> YOUR GOAL
Copy every one of the lines below word for word, leaving the pictures out of your copy.

> MATERIAL SHOWN
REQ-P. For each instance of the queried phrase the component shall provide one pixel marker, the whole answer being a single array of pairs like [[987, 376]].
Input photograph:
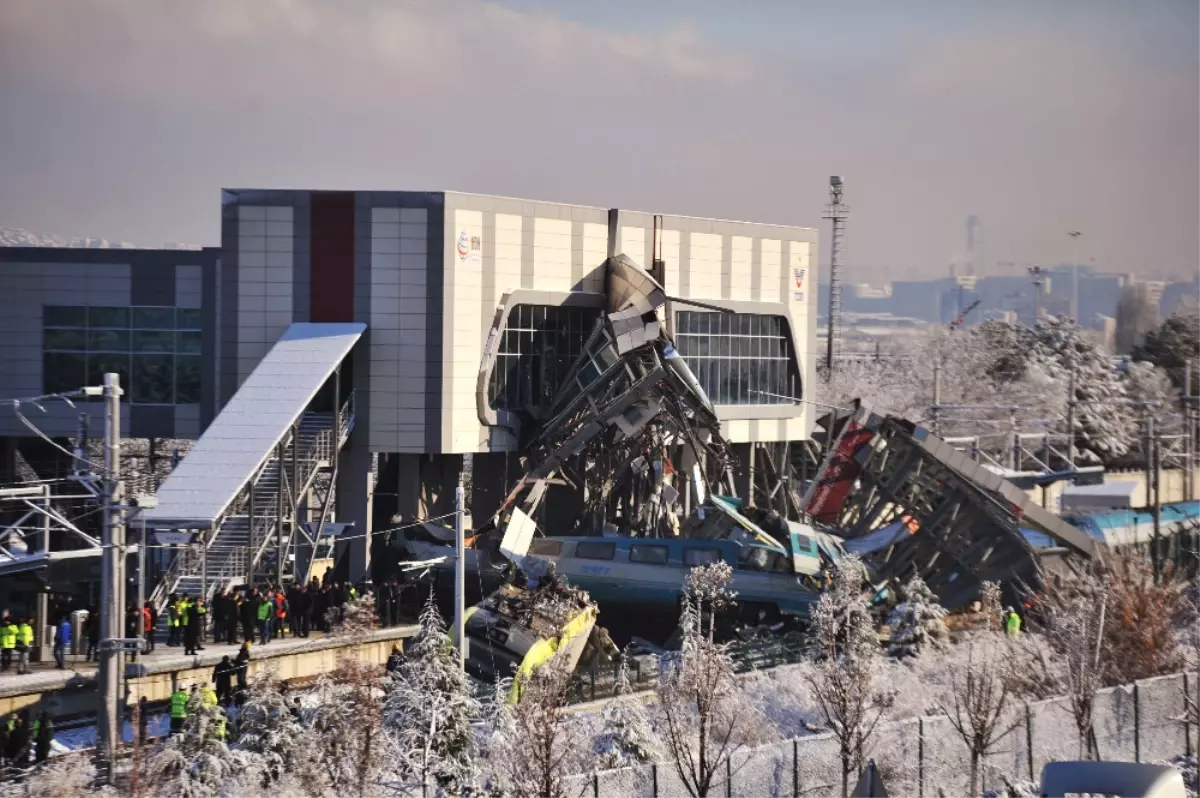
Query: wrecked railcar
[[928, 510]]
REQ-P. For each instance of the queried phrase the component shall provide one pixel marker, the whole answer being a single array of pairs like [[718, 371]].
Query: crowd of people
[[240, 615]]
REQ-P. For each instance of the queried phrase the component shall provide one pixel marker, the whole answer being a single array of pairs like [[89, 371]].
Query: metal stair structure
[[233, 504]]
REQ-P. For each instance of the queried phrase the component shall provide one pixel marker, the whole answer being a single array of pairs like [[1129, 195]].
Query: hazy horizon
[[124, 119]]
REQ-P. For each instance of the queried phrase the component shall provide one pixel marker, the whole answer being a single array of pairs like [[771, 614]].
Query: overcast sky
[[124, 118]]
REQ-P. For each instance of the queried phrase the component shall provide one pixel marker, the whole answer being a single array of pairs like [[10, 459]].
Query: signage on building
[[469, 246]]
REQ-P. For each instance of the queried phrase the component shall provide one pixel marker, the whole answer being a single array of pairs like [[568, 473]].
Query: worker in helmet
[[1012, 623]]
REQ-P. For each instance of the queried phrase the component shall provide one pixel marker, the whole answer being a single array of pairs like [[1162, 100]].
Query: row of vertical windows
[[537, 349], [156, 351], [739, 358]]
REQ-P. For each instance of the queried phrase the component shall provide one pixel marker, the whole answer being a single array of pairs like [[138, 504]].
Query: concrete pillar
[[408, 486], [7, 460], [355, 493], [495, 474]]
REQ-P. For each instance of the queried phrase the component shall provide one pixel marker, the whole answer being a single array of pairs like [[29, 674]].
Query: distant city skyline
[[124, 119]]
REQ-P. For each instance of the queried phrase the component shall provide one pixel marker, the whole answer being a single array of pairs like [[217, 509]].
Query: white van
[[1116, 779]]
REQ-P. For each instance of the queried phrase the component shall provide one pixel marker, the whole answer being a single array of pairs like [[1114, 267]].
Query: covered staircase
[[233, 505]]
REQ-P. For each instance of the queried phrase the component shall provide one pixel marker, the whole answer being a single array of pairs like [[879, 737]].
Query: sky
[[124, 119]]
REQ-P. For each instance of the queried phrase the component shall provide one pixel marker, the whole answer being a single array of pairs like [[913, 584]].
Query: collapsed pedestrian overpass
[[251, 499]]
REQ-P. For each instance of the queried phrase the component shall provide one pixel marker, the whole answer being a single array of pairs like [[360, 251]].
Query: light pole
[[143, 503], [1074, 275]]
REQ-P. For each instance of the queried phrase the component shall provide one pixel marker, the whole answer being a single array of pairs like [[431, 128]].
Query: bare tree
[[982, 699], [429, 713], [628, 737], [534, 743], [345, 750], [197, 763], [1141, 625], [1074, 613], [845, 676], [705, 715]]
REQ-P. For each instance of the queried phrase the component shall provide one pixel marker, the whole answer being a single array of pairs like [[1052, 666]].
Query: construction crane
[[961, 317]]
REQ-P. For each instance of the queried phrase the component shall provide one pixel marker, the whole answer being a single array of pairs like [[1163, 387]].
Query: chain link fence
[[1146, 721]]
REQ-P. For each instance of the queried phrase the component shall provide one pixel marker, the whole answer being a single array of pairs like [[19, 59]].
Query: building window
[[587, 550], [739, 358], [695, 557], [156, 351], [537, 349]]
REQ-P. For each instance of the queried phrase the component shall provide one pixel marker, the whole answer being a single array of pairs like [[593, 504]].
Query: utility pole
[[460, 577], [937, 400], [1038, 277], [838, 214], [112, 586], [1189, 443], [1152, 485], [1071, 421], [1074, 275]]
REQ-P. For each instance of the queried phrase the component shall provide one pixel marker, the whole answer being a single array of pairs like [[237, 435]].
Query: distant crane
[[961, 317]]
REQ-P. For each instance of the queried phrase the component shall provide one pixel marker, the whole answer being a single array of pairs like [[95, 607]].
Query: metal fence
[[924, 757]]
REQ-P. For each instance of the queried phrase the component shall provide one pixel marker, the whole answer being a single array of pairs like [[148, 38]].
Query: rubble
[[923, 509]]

> WRITTEN RESPONSE
REQ-P. For each instance of the queried phrase the component shall provide one pixel marker, the whole answer being a single array of pairs like [[987, 376]].
Input photograph:
Query: wrecked railcar
[[928, 510]]
REQ-P. For each instance of the queried phrase the component shall provide one pixel marker, the whole answer being a single array of pairs like [[718, 371]].
Query: crowd of people
[[240, 615]]
REQ-P. For each instance of the queried phrase the component shall provide one pixel marker, the whole answer being a single array of pairs like [[89, 371]].
Query: metal stair structure
[[233, 504]]
REQ-P. For each instance of the queried phrase the component shall provide one pixel marker, the whole answer being a single array of pairs like [[1129, 195]].
Query: hazy horizon
[[124, 119]]
REQ-P. For each instance of the queried phrase the component shall provide one pixel marker, the whole answer being a single array of pairs like [[771, 614]].
Query: overcast sky
[[124, 118]]
REQ-P. For each instance of the queried phrase the component shall provide one pixel marker, the whole answer being a single array of pairs like [[10, 459]].
Query: signage on building
[[469, 246]]
REQ-P. For each instance of the queried phrase the component shall provide one pixel marker, the whole answer being a single array of pairs like [[568, 473]].
Query: worker in helmet
[[1012, 623]]
REQ-P. For each instance of the queried phrase the component shall provide one pixel marker, the whole answer being a single array of pairs like [[1162, 100]].
Query: row of vertical windows
[[537, 349], [156, 351], [739, 358]]
REQ-P. For each instance of the queried phrase the component shall provide one pixel marker, the whole answer being a single array of pairs like [[138, 504]].
Query: concrete pillar
[[408, 486], [7, 460], [355, 493], [495, 474]]
REQ-P. For each instance of the queried phrase the component shall provide one pixel marker, the whole answer being a single array of pairs like [[29, 674]].
Query: distant city skyline
[[124, 119]]
REQ-P. For each instance of the queried phrase the component shall provide one pixel marker, the whole answer being a single array of pairs like [[217, 509]].
Query: white van
[[1116, 779]]
REQ-P. For each instance of the queried phrase the component shall provide one pixel marker, the whole answer being a single array of pairs like [[1114, 267]].
Query: covered staircase
[[233, 505]]
REQ-P. For each instance of the queried phrase the component shall provide one pixel marker, the whole answer being a single array of pairs like [[879, 737]].
Query: sky
[[124, 119]]
REQ-P. For each instance of the queried phrase the component shall provide one pixel marker, the whole answer being a single array of pairs like [[913, 584]].
Query: collapsed pedestrian overpass
[[251, 499]]
REQ-P. For each instance of the queried phrase the component shall provide one pixel marker, the whole answer being a single array of pairs like [[360, 251]].
Query: light pole
[[143, 503], [1074, 275]]
REQ-P. For each instance of the queried phrase the component shall provide one pixel marker, the whole answer being a single array of pairs like [[431, 128]].
Query: bare tree
[[982, 699], [429, 713], [628, 737], [534, 743], [345, 750], [197, 763], [1141, 625], [1074, 613], [845, 676], [705, 715]]
REQ-P. For each instance of the queried phrase the component shall provide one pixel marker, the whole answer being a single array of pairs like [[1052, 666]].
Query: construction crane
[[961, 317]]
REQ-P. For each instance of the queried phrase the component shall provide one pixel marker, the whole answer being a single array of pairs like [[1163, 387]].
Query: chain link fence
[[1146, 721]]
REQ-P. For each instance of the queried phrase the component shall provide one pixel marker, the whole answer being a single array of pairs like [[19, 59]].
Query: building window
[[587, 550], [739, 358], [695, 557], [156, 351], [537, 349]]
REQ-P. For each instance of the queried phrase the component shall provide one pixel marker, the whole answer being a single array of pairs like [[593, 504]].
Query: utility pole
[[460, 577], [937, 400], [1038, 277], [838, 214], [112, 586], [1189, 443], [1152, 485], [1071, 421], [1074, 275]]
REQ-P. For each instance of the queried phrase the component shall provide one pixel marker, the whole answer being a single array of pairs like [[237, 435]].
Query: distant crane
[[961, 317]]
REQ-P. For each instance of the queried phrase the component shall provide one pixel marker, the whole answer being a single array of pairs like [[95, 607]].
Query: metal fence
[[924, 757]]
REQ-P. For each instance of the queried phrase the component shall provide one pixel marker, the whole answer being a single array of pairs like [[148, 38]].
Query: rubble
[[923, 509]]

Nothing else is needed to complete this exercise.